BEGIN Data lines

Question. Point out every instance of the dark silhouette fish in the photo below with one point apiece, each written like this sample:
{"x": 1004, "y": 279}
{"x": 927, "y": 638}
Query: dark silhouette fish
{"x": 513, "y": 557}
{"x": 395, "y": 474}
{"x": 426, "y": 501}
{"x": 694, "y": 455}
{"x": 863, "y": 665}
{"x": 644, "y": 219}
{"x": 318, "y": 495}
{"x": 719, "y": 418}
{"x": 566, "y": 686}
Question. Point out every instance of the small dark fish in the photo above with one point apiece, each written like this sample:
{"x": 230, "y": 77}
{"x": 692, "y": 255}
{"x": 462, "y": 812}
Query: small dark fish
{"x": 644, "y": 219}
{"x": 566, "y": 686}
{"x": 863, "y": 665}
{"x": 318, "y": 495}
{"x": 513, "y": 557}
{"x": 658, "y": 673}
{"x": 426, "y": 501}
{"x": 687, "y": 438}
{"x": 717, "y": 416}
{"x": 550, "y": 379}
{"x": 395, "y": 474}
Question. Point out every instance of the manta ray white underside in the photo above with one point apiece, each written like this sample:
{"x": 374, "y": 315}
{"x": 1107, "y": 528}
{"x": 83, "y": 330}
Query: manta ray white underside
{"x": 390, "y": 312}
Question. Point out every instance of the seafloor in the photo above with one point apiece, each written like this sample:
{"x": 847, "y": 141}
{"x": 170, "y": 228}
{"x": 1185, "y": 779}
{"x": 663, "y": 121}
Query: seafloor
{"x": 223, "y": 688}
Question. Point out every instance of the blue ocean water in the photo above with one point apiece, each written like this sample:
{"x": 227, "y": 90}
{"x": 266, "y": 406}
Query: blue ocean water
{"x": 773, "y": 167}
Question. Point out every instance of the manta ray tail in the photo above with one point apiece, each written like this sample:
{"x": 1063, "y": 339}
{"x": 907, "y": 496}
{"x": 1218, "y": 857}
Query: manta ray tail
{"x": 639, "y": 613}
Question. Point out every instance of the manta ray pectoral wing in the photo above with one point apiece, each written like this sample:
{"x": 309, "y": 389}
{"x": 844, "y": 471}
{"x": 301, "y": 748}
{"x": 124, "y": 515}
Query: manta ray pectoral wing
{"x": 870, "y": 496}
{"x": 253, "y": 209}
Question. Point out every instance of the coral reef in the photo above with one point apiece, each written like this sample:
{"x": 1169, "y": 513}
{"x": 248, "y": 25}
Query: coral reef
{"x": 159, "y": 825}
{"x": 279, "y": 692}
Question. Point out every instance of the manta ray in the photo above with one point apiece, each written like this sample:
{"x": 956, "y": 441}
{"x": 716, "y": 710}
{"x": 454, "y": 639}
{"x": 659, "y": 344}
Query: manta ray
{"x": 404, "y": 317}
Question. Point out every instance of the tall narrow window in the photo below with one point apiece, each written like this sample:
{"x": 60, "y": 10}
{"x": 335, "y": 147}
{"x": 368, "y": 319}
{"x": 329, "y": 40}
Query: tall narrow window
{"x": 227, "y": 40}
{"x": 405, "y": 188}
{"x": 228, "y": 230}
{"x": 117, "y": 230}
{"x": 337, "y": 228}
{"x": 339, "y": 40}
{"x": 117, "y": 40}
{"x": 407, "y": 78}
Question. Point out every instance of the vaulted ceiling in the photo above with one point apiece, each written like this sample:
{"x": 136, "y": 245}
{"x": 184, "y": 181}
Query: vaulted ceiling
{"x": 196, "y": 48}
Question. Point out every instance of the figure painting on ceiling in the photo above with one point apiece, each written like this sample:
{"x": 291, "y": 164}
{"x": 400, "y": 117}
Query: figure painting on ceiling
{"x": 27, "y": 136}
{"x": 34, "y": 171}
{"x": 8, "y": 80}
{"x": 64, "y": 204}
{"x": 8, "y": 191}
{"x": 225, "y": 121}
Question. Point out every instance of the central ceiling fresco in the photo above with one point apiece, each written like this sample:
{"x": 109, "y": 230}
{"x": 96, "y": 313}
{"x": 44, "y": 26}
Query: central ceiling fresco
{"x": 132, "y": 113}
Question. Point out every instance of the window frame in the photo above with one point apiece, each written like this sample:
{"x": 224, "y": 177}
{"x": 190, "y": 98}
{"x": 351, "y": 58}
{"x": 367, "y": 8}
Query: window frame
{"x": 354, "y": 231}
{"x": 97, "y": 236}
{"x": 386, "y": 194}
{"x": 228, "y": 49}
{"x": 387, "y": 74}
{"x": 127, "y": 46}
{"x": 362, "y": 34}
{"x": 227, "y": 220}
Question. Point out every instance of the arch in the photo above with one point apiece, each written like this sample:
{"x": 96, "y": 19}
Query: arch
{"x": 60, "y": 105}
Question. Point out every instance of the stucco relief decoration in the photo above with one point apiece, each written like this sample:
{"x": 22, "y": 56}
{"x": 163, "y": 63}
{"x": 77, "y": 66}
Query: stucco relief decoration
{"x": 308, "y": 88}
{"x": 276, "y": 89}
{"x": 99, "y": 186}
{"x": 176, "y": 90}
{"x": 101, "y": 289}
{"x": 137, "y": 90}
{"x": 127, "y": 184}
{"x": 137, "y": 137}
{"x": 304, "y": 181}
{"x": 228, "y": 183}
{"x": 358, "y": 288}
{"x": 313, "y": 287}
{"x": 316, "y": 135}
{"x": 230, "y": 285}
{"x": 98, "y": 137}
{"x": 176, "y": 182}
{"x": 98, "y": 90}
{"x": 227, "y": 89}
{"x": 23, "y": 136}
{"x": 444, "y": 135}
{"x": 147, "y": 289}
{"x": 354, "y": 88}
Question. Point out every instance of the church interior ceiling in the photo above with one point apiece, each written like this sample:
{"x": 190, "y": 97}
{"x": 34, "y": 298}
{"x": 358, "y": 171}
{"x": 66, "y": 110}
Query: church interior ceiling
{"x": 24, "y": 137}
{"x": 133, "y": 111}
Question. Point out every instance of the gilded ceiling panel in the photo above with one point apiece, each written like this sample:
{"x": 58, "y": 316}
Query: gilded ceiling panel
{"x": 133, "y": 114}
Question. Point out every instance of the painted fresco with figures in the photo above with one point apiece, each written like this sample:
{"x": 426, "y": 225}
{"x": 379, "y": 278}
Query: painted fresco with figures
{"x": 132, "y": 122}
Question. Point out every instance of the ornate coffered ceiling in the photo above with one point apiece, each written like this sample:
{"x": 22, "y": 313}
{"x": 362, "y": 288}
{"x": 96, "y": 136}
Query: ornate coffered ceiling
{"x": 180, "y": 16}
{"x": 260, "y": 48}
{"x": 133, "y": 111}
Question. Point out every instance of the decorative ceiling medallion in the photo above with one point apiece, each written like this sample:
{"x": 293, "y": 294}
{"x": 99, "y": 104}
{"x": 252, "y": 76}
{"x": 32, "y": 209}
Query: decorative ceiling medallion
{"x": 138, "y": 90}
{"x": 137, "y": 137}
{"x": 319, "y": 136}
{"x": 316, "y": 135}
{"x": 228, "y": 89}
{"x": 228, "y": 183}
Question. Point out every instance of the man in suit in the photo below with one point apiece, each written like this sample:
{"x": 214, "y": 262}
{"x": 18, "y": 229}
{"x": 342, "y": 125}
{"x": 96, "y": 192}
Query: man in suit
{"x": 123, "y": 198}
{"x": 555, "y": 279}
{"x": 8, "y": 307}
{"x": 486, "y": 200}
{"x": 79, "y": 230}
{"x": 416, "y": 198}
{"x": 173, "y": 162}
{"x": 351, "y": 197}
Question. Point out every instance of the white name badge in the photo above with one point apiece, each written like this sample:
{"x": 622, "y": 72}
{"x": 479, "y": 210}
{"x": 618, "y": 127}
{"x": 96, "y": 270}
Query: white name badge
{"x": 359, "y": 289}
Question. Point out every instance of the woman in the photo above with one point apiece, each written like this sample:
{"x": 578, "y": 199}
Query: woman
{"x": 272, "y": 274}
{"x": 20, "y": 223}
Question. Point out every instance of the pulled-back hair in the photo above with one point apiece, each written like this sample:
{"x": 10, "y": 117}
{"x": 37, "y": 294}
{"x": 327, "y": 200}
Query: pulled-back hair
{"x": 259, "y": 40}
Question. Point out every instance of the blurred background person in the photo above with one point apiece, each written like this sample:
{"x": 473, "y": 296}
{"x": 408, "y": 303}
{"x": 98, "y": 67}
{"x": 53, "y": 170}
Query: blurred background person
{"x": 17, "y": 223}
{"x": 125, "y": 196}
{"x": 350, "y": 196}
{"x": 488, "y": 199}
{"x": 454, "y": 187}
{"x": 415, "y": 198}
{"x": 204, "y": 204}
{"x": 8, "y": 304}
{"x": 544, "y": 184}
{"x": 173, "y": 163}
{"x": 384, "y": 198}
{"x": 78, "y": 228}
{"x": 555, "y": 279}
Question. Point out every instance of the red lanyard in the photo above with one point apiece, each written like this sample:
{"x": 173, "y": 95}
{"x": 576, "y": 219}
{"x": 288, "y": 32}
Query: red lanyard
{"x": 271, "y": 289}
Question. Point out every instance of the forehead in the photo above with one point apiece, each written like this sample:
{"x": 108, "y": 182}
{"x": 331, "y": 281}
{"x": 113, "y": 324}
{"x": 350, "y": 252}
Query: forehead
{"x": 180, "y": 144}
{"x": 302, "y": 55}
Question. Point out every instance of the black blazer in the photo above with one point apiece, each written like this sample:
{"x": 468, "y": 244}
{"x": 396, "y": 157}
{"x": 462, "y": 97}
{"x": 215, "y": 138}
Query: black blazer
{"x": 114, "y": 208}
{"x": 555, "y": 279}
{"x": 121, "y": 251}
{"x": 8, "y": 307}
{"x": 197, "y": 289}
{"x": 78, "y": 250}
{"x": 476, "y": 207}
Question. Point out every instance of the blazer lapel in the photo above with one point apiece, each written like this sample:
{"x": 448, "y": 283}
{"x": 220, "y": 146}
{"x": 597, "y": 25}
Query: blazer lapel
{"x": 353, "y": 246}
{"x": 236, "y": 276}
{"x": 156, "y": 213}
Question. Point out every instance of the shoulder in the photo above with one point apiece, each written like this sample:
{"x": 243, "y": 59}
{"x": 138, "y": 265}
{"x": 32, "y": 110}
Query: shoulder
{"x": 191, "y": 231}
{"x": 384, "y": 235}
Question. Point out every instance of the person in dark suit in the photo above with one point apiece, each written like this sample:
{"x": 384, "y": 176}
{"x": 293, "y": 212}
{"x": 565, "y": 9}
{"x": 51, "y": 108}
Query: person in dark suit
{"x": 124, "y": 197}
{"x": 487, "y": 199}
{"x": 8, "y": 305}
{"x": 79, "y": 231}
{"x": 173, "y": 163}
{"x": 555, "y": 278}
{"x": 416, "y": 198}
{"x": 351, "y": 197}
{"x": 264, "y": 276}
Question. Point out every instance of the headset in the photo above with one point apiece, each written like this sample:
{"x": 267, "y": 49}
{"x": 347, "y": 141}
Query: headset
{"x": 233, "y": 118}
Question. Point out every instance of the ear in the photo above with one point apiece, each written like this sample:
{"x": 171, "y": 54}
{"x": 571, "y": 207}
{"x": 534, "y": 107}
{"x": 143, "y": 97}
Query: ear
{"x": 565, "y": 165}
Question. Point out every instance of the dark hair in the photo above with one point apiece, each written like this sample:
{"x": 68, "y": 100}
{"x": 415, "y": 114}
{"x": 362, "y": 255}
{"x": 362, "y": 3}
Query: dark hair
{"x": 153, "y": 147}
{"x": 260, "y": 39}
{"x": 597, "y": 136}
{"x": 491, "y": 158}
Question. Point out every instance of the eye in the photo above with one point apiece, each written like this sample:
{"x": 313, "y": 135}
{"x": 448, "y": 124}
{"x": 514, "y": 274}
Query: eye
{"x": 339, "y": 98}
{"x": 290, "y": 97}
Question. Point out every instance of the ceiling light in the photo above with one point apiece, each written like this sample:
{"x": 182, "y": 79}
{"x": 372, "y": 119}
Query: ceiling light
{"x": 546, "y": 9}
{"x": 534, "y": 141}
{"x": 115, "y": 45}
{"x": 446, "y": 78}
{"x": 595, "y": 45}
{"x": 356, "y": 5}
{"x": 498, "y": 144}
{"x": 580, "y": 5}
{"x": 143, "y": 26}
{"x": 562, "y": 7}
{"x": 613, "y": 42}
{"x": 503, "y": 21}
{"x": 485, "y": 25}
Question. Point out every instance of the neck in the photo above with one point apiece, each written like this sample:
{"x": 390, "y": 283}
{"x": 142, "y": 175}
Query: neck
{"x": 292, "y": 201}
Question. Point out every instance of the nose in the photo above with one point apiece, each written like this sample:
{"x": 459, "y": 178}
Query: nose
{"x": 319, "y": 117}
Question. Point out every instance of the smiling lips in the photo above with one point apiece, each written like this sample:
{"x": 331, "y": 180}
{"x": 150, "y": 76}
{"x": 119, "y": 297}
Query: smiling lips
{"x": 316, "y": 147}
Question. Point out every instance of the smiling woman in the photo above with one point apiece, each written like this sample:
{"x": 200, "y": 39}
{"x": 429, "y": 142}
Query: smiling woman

END Data lines

■ Your task ■
Extract, unchanged, the closing run of lines that opens with the line containing "Question. Point out every instance of the dark hair" and ends with the last line.

■ Response to the task ■
Question. Point out every instance of the dark hair in the photo above with one point apiece, each written like this sample:
{"x": 68, "y": 100}
{"x": 415, "y": 114}
{"x": 362, "y": 255}
{"x": 362, "y": 3}
Query: dark hair
{"x": 153, "y": 147}
{"x": 260, "y": 39}
{"x": 597, "y": 136}
{"x": 491, "y": 158}
Question. Point out every instance of the eye in the photo above with one point apiece, each written like this sample:
{"x": 313, "y": 135}
{"x": 448, "y": 124}
{"x": 514, "y": 274}
Query: eye
{"x": 339, "y": 98}
{"x": 290, "y": 97}
Question. Point out every instance of the ceiling light in the photo above with one point apiece, each written like this sample:
{"x": 182, "y": 79}
{"x": 372, "y": 119}
Query: ceiling light
{"x": 546, "y": 9}
{"x": 534, "y": 141}
{"x": 115, "y": 45}
{"x": 446, "y": 78}
{"x": 595, "y": 45}
{"x": 356, "y": 5}
{"x": 498, "y": 144}
{"x": 580, "y": 5}
{"x": 143, "y": 26}
{"x": 562, "y": 7}
{"x": 613, "y": 42}
{"x": 503, "y": 21}
{"x": 485, "y": 25}
Question. Point out every instance of the neck in the photo above with one point apiece, each written like this sample:
{"x": 390, "y": 283}
{"x": 142, "y": 175}
Query: neck
{"x": 292, "y": 201}
Question. Point out every instance of the nose in the photo above with one point apiece, each written like this sample:
{"x": 459, "y": 178}
Query: nose
{"x": 319, "y": 117}
Question. Point out every instance of the smiling lips in the photo above with one point apiece, each written like this sample:
{"x": 331, "y": 180}
{"x": 150, "y": 76}
{"x": 119, "y": 297}
Query: smiling lips
{"x": 316, "y": 147}
Question. Point out every instance of the smiling woman in the photo above with one point apiece, each written like this sample:
{"x": 200, "y": 39}
{"x": 429, "y": 142}
Query: smiling woman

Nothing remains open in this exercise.